> WORK TO BE COMPLETED
Can you reproduce, word for word, the part of the items below that opens with the line containing "Step 1: observe the image. Step 2: locate every tree trunk." and closes with the line containing "[92,147,755,514]", including both of those lines?

> STORED ROWS

>>

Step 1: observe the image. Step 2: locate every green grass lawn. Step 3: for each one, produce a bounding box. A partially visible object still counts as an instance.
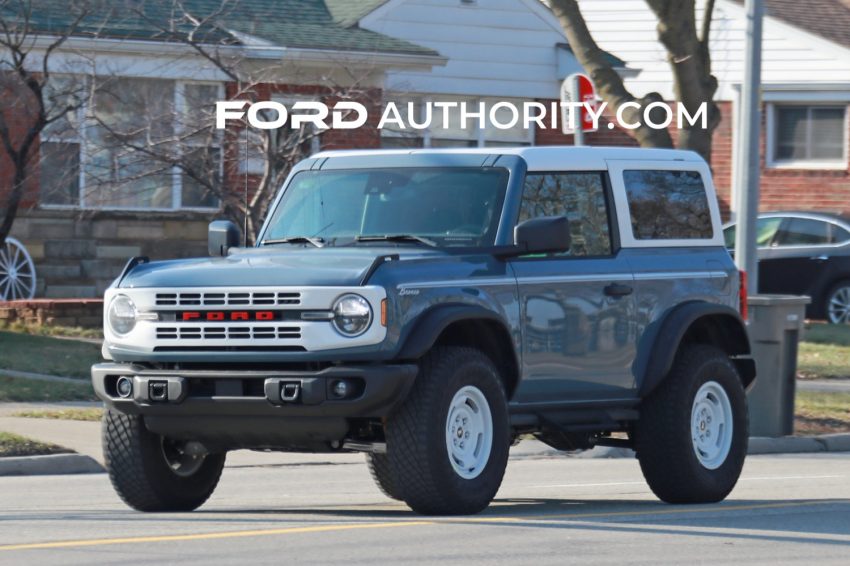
[0,378,97,402]
[0,432,73,458]
[794,391,850,434]
[797,324,850,379]
[0,331,102,379]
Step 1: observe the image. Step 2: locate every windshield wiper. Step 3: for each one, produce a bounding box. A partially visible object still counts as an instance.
[354,234,437,248]
[260,236,325,248]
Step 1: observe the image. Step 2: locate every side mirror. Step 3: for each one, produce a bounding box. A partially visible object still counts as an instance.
[207,220,242,257]
[514,216,571,254]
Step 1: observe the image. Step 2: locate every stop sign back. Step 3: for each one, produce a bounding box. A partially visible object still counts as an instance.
[561,73,598,134]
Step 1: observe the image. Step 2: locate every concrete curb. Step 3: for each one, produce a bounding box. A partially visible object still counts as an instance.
[749,433,850,454]
[0,368,86,385]
[0,454,106,476]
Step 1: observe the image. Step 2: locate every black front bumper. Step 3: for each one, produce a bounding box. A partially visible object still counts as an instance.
[92,363,418,450]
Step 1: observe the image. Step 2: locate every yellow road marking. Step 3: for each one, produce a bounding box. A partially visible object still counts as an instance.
[0,521,434,551]
[0,500,845,551]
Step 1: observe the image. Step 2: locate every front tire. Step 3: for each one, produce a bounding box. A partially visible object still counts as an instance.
[635,345,749,503]
[385,347,511,515]
[102,410,225,511]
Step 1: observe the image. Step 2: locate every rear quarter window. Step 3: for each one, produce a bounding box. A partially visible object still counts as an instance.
[623,169,714,240]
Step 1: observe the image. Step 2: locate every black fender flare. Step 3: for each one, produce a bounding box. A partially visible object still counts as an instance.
[635,301,756,399]
[394,303,519,362]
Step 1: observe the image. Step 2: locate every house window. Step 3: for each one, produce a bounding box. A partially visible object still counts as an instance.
[381,95,534,149]
[40,77,223,210]
[768,104,848,169]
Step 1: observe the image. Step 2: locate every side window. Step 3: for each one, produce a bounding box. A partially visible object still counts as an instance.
[831,225,850,244]
[519,172,611,256]
[623,169,714,240]
[723,217,782,249]
[778,218,829,246]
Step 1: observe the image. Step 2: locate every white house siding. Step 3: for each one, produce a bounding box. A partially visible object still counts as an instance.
[579,0,850,100]
[360,0,580,99]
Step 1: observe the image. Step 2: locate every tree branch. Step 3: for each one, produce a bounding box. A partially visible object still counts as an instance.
[550,0,673,147]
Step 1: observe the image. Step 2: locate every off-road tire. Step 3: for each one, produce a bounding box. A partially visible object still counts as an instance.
[102,410,225,511]
[385,346,511,515]
[635,345,749,503]
[366,454,402,501]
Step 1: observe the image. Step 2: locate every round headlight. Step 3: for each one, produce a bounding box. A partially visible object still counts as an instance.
[333,294,372,337]
[106,295,136,336]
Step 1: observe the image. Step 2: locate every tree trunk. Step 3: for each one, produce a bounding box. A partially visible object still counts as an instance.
[647,0,721,163]
[0,163,26,246]
[550,0,673,148]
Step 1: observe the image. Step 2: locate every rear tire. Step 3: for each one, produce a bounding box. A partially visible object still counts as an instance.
[385,347,511,515]
[102,410,225,511]
[635,345,749,503]
[366,454,402,501]
[823,280,850,324]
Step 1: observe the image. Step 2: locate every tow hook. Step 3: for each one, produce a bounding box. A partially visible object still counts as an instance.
[280,382,301,403]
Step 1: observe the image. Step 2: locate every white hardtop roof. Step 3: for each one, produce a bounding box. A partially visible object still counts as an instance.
[312,145,705,171]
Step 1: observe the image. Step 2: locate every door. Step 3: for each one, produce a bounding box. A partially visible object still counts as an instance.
[759,216,840,300]
[511,171,635,403]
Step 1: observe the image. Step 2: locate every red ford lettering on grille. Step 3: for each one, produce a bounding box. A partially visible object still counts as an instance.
[179,311,275,322]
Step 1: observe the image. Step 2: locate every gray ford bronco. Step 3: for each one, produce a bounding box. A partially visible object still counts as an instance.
[92,147,755,514]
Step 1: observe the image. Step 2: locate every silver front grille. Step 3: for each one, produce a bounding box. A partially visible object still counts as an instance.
[156,291,301,307]
[156,326,301,340]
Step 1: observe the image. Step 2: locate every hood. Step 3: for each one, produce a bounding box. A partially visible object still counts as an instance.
[120,246,442,288]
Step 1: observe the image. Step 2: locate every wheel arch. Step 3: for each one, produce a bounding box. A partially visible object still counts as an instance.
[395,304,519,399]
[636,301,756,398]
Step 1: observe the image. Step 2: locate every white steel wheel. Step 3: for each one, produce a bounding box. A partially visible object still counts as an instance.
[826,284,850,324]
[446,385,493,480]
[691,381,733,470]
[0,237,35,301]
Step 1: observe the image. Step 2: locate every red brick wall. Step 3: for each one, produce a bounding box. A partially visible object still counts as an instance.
[0,73,39,209]
[219,83,383,200]
[535,101,850,218]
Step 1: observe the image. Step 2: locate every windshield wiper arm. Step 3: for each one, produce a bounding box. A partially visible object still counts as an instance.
[260,236,325,248]
[355,234,437,248]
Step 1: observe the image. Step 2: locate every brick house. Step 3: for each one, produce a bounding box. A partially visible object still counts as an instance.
[568,0,850,217]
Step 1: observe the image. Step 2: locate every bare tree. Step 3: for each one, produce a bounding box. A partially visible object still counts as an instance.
[549,0,721,161]
[80,0,378,243]
[0,0,94,245]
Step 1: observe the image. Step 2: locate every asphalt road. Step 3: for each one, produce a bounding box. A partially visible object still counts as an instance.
[0,453,850,565]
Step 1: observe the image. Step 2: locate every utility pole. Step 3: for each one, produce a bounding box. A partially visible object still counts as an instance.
[735,0,764,295]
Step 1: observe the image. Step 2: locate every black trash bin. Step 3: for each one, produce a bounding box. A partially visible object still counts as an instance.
[747,295,811,437]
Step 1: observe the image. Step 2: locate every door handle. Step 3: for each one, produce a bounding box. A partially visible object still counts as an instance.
[604,283,634,297]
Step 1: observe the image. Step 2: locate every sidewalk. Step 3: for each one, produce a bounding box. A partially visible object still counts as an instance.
[797,379,850,393]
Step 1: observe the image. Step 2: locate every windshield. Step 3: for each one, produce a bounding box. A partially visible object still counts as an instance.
[261,167,508,246]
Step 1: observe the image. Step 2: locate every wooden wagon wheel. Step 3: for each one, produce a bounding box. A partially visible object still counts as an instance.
[0,237,35,301]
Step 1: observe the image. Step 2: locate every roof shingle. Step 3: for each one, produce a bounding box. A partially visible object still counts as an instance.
[735,0,850,47]
[0,0,439,56]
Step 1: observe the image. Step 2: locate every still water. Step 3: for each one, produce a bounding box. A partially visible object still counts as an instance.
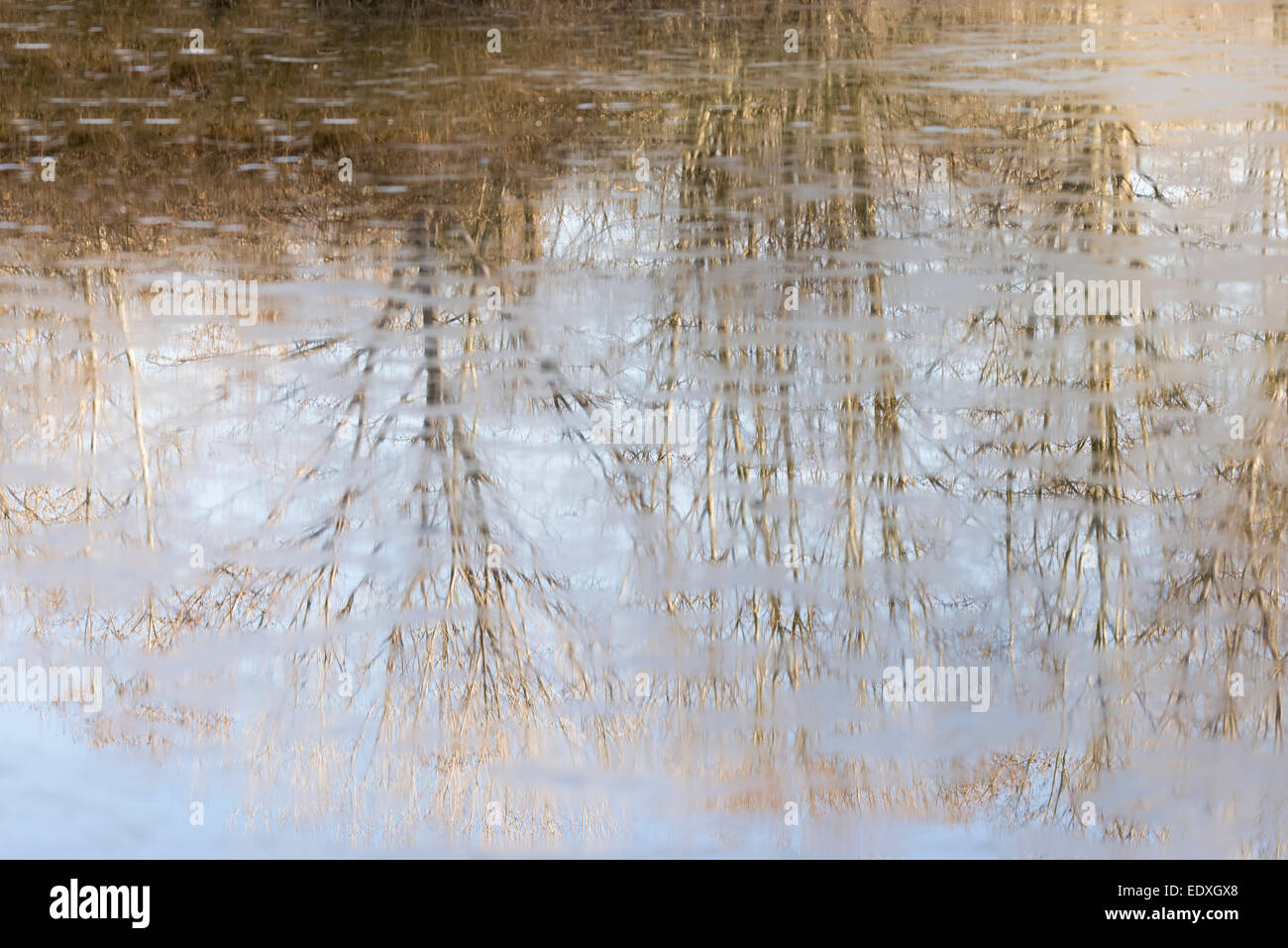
[0,0,1288,857]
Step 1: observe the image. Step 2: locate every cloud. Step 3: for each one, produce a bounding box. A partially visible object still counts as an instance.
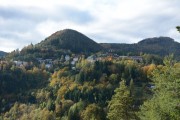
[0,0,180,51]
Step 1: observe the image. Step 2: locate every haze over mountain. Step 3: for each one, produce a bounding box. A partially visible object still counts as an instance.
[5,29,180,61]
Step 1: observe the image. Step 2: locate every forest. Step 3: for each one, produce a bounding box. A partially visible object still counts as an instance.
[0,55,180,120]
[0,27,180,120]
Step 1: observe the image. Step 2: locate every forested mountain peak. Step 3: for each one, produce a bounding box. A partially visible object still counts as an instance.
[0,51,7,57]
[138,37,175,45]
[40,29,102,53]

<<

> RESPONSE TO THE TASK
Step 1: observe the image. Step 2: locate every tree trunk. Step 3: for each one, produce a bounding box. A partially visible object still counts as an instance.
[647,0,721,163]
[0,163,26,246]
[550,0,673,148]
Step 1: observe the image. Step 2: locate every rear tire. Step 3: for each one, produce a bounding box. A partially visible object still counts as an instance.
[385,347,511,515]
[102,410,225,511]
[635,345,749,503]
[366,454,402,501]
[823,280,850,324]
Step 1: observe the image. Step 2: locate every tow hook. Step 3: for each one, produce a bounding box. A partially visible object still counts as an instance.
[280,382,301,403]
Step 1: observe the image. Step 2: locate every white hardtop roof. Step 3: for each one, produce a bounding box. A partially visible object still counts as an instance.
[312,145,705,171]
Step 1: observe the image. Step 2: locate every door. Step 3: for each one, produce a bounding box. A partially visible object still counts as an instance.
[759,216,840,300]
[511,171,635,403]
Step 1: observe the image. Step 2: locate every red ford lettering on grille. Step 3: for each one, produce a bounding box. A partially visible object still counts as an instance.
[179,311,275,322]
Step 1: observe the image. Step 2: locate every gray ford bronco. Step 3: for each one, produce a bounding box. A partially visible object still counts as an instance.
[92,147,755,514]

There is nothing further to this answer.